(Natural-language object grounding data)

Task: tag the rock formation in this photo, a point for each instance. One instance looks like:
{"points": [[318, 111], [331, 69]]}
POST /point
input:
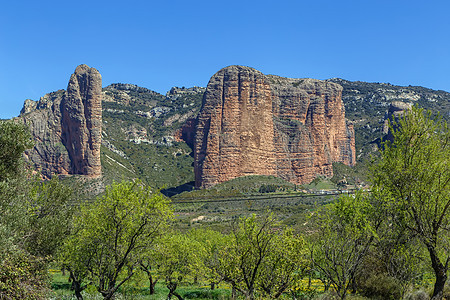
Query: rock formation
{"points": [[256, 124], [394, 113], [66, 126]]}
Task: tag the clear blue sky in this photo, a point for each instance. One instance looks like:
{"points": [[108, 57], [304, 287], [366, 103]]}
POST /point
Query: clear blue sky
{"points": [[160, 44]]}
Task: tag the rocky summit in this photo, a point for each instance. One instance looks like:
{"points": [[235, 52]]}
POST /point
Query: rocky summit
{"points": [[67, 126], [256, 124]]}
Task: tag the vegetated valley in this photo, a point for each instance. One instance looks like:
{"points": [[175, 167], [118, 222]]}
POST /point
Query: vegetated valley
{"points": [[252, 237]]}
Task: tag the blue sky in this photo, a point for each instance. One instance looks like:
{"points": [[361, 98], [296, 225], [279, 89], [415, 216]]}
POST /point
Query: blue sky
{"points": [[160, 44]]}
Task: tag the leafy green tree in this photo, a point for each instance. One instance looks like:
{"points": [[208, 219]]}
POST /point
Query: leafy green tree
{"points": [[15, 138], [210, 250], [285, 262], [178, 256], [261, 256], [344, 236], [111, 235], [22, 275], [411, 180], [50, 215]]}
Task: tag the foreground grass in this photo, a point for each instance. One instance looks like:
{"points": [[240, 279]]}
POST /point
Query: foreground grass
{"points": [[136, 290]]}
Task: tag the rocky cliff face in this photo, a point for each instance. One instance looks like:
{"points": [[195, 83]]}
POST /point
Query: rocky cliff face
{"points": [[66, 126], [82, 121], [394, 113], [256, 124]]}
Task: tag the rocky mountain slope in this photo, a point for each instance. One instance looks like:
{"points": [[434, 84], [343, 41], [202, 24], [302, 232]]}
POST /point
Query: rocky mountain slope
{"points": [[367, 104], [253, 124], [67, 127], [148, 135]]}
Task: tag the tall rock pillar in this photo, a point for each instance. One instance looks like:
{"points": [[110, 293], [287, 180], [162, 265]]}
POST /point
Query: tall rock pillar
{"points": [[82, 121]]}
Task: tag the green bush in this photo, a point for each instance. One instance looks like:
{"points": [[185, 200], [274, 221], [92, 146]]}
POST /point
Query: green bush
{"points": [[381, 286]]}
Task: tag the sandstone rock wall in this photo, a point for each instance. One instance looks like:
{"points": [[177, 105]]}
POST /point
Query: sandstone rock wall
{"points": [[256, 124], [66, 126], [396, 110], [234, 134]]}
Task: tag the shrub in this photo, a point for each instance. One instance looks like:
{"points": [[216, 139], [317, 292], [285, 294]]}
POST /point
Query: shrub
{"points": [[381, 287]]}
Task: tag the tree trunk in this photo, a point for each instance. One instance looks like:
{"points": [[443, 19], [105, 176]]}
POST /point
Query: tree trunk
{"points": [[172, 287], [152, 284], [440, 271], [76, 285]]}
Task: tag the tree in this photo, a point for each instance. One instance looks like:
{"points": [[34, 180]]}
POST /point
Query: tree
{"points": [[261, 256], [111, 234], [178, 256], [411, 181], [286, 260], [50, 215], [15, 138], [210, 249], [345, 233], [22, 275]]}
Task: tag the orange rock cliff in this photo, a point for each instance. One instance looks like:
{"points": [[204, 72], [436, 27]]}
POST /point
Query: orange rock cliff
{"points": [[66, 127], [256, 124]]}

_Problem details_.
Starting with the line that contains "Task: tag the orange", return each line through the last one of the data above, exactly as written and nothing more.

_Answer box_.
Task: tag the orange rock cliff in this photo, a point for each instance. One instance looks like:
{"points": [[204, 72], [436, 27]]}
POST /point
Query: orange rock cliff
{"points": [[66, 127], [256, 124]]}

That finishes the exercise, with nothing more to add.